====== Entries ======
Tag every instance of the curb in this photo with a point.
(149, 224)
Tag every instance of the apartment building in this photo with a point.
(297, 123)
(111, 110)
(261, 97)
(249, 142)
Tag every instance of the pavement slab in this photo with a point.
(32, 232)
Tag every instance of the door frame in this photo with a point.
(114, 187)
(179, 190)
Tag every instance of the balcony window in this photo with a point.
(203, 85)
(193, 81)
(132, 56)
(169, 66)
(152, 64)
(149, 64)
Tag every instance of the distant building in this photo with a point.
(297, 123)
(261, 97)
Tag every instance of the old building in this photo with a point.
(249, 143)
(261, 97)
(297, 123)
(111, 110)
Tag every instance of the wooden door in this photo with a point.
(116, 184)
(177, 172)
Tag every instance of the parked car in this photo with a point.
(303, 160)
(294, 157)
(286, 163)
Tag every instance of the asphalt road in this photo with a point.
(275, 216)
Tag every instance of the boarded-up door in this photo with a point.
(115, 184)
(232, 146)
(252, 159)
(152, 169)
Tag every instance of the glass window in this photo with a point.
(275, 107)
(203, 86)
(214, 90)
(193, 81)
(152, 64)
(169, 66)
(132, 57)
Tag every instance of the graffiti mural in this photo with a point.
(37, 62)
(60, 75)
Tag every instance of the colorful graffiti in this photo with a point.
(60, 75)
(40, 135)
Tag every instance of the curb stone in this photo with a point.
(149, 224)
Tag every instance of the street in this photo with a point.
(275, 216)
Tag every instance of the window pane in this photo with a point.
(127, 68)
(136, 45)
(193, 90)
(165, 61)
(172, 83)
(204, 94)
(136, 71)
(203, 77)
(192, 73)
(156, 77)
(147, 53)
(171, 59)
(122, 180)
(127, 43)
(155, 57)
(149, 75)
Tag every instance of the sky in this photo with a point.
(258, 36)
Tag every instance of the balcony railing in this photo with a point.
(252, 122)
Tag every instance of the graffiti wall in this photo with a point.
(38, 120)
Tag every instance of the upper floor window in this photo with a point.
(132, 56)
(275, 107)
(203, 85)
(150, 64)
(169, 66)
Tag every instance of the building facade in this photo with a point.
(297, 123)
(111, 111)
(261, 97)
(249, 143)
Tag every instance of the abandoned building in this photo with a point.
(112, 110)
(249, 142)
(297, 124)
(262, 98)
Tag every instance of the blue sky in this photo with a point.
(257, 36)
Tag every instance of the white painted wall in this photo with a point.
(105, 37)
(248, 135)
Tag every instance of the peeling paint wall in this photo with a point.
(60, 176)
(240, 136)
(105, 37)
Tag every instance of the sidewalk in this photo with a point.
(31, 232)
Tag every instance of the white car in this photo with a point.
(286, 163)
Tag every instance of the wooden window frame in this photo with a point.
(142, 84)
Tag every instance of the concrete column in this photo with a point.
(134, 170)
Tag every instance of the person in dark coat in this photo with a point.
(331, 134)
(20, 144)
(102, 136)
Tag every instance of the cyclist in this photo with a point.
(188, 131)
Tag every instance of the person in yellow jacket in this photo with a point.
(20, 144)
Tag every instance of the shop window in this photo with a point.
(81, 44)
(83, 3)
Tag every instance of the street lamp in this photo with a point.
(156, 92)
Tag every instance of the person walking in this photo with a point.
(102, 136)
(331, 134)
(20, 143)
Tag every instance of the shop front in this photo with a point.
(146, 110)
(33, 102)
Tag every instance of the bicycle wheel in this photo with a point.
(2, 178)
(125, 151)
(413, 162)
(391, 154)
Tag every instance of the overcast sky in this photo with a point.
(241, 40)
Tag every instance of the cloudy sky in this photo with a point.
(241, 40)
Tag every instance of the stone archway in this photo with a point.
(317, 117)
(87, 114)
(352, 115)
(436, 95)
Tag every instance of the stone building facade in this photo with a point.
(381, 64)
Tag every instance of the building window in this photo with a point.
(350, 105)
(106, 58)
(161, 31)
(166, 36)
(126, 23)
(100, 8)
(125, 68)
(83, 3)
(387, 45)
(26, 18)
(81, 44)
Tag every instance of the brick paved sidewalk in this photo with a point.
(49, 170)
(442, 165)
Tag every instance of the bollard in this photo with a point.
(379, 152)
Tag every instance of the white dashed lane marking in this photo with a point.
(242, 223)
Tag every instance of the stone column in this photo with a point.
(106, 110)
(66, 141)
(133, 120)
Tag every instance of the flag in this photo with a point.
======
Exercise aim ▸ Each line above is to be repeated exactly.

Expected output ▸
Tag every instance of the curb in this photo with a point.
(149, 224)
Tag every instance of the apartment building in this photo with a point.
(297, 123)
(111, 110)
(261, 97)
(249, 142)
Tag every instance of the pavement slab in this photo with a point.
(32, 232)
Tag every instance of the door frame in this photo with a point.
(114, 187)
(179, 190)
Tag every instance of the balcony window in this photo with a point.
(203, 85)
(193, 81)
(132, 56)
(169, 66)
(152, 64)
(149, 64)
Tag every instance of the distant building in this photo with a point.
(297, 123)
(261, 97)
Tag every instance of the old building in this photo with a point.
(249, 143)
(261, 97)
(297, 123)
(111, 110)
Tag every instance of the wooden door in this photo with a point.
(116, 184)
(177, 172)
Tag every instance of the parked car in this photo with a point.
(303, 160)
(294, 157)
(286, 163)
Tag every instance of the asphalt road in this photo with a point.
(275, 216)
Tag every instance of the boarded-up door in this photo with a point.
(115, 184)
(232, 146)
(252, 159)
(152, 169)
Tag every instance of the glass window in this photo with a point.
(275, 107)
(203, 86)
(214, 90)
(193, 81)
(152, 64)
(169, 66)
(132, 57)
Tag every instance of the graffiti mural in this photo with a point.
(37, 62)
(60, 75)
Tag every instance of the colorful graffiti in this photo with a point.
(60, 75)
(40, 135)
Tag every instance of the curb stone in this photo with a point.
(149, 224)
Tag every instance of the street in this photo with a point.
(275, 216)
Tag every instance of the window pane in this photo with a point.
(127, 68)
(136, 45)
(193, 90)
(165, 61)
(172, 83)
(204, 94)
(136, 71)
(203, 77)
(192, 73)
(156, 77)
(147, 53)
(171, 59)
(122, 180)
(127, 43)
(155, 57)
(149, 75)
Tag every instance of the sky in this photo with a point.
(258, 36)
Tag every instance of the balcony railing in this photo with a point.
(252, 122)
Tag every instance of the graffiti wall in this photo with a point.
(38, 120)
Tag every instance of the upper floor window in this photo with a point.
(132, 56)
(275, 107)
(203, 85)
(150, 64)
(169, 66)
Tag every instance of the building facade in this photo with a point.
(297, 123)
(111, 111)
(261, 97)
(249, 143)
Tag every instance of the abandoned building in this photo with a point.
(112, 110)
(249, 142)
(297, 124)
(262, 98)
Tag every instance of the blue sky in this photo with a point.
(257, 36)
Tag every instance of the white painted wall in this photo with a point.
(105, 37)
(248, 135)
Tag every instance of the peeling paint wall in this photo with a point.
(60, 176)
(240, 136)
(105, 37)
Tag every instance of the sidewalk in this photo with a point.
(31, 232)
Tag every instance of the white car in this photo with a point.
(286, 163)
Tag every instance of the wooden window frame in this photo with a point.
(142, 84)
Tag every instance of the concrete column in this photo with a point.
(134, 170)
Tag every instance of the person in dark coat in this photo with a point.
(331, 134)
(20, 144)
(102, 136)
Tag every instance of the cyclist in this photo with a point.
(188, 131)
Tag every instance of the person in yellow jacket in this photo with a point.
(20, 144)
Tag every instance of the shop window in this photo with a point.
(81, 44)
(83, 3)
Tag every instance of the street lamp in this photo with a point.
(156, 92)
Tag every instance of the person walking in this photo with a point.
(102, 136)
(331, 134)
(20, 143)
Tag every instance of the shop front in this photo with a point.
(146, 110)
(33, 102)
Tag every instance of the bicycle wheel in this photo with a point.
(2, 178)
(125, 151)
(413, 162)
(391, 154)
Tag every instance of the overcast sky in this photo with a point.
(241, 40)
Tag every instance of the cloudy sky in this photo with a point.
(241, 40)
Tag every instance of the stone archway in this photo with a point.
(317, 117)
(87, 114)
(352, 115)
(436, 95)
Tag every instance of the stone building facade in this photo with a point.
(381, 64)
Tag every instance of the building window in this photo with a point.
(350, 105)
(106, 58)
(161, 31)
(166, 36)
(126, 23)
(100, 8)
(125, 68)
(83, 3)
(387, 45)
(26, 18)
(81, 44)
Tag every instance of the brick paved sidewalk in this photo with a point.
(49, 170)
(442, 165)
Tag every instance of the bollard in this photo with a point.
(379, 152)
Tag every instance of the white dashed lane marking in this photo with a point.
(242, 223)
Tag every instance of the stone column in this photo with a point.
(106, 110)
(66, 141)
(133, 120)
Tag every instance of the flag in this photo with a point.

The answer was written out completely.